ENTRIES SHOWN
++++++++++++++++++++

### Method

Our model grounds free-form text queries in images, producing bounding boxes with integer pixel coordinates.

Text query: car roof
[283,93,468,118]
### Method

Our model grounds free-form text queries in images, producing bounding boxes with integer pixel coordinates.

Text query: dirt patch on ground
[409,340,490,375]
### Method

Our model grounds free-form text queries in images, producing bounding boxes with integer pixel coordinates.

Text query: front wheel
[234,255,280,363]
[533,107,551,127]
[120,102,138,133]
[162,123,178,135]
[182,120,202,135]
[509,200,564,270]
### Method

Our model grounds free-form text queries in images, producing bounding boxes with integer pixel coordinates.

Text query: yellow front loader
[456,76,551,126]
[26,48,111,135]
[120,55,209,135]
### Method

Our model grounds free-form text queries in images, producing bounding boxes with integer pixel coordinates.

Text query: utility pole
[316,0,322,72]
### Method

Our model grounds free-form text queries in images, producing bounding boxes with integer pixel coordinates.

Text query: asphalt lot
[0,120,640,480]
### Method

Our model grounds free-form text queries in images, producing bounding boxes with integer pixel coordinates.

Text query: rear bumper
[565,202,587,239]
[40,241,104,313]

++++++++++++++++++++

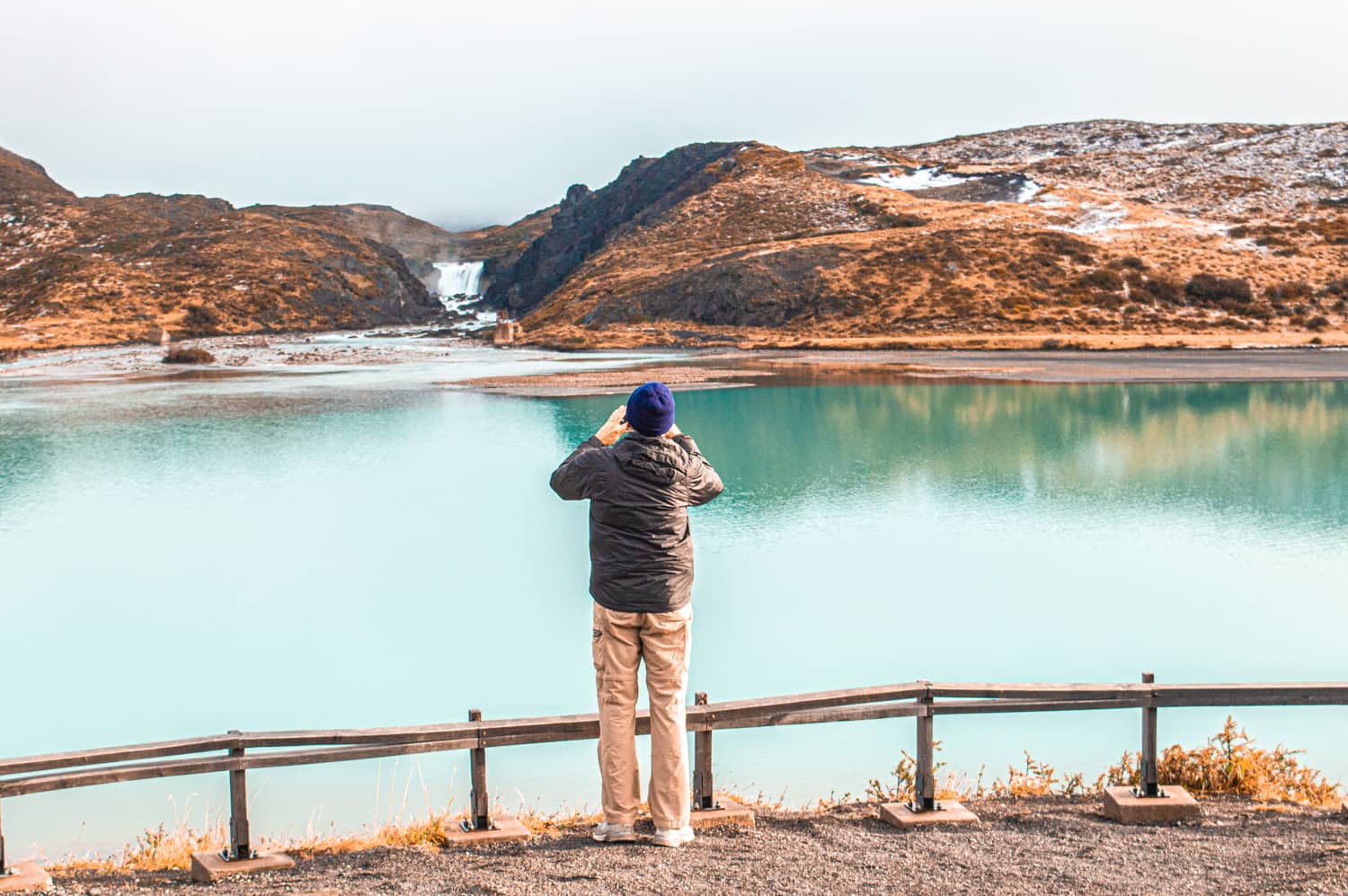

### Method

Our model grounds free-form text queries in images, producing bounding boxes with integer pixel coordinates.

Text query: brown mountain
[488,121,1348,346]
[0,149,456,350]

++++++++++++++++++++

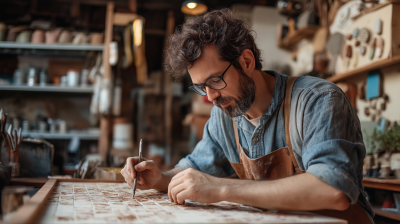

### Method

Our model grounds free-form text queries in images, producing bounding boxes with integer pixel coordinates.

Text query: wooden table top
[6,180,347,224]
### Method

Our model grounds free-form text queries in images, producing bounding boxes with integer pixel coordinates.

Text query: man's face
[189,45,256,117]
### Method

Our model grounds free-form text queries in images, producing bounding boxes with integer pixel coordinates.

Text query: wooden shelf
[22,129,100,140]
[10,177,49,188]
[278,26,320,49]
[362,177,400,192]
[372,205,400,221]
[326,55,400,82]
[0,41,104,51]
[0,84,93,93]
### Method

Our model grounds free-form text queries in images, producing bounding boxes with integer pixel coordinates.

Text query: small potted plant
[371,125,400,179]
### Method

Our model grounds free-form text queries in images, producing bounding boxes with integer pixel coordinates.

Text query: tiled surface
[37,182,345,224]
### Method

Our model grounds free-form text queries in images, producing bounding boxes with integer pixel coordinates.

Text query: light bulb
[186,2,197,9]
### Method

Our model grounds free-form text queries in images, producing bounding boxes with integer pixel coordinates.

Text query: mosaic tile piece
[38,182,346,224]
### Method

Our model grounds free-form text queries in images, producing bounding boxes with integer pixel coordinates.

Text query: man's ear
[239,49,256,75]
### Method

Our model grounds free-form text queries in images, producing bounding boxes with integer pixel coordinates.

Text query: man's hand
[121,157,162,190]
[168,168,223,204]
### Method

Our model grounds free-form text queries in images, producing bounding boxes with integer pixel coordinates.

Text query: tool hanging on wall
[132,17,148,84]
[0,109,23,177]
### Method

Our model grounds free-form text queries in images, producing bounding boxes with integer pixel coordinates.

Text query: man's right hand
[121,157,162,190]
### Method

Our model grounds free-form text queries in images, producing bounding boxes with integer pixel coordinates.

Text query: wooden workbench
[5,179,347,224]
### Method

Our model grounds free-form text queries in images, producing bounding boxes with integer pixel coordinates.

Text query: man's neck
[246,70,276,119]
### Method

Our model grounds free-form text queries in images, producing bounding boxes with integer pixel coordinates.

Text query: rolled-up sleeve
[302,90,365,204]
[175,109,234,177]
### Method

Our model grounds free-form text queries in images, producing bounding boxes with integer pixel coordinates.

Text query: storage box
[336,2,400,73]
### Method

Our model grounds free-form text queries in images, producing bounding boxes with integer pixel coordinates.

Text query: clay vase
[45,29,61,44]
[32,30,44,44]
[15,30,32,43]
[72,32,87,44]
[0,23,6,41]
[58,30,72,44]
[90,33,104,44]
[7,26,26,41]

++++++++++++++++++++

EXERCISE DETAILS
Which of the rows above contain the string "wooden"? Pull out each such row in full, matching case exactly.

RESULT OF THIS EXERCISE
Text query: wooden table top
Text query: wooden shelf
Text query: wooden workbench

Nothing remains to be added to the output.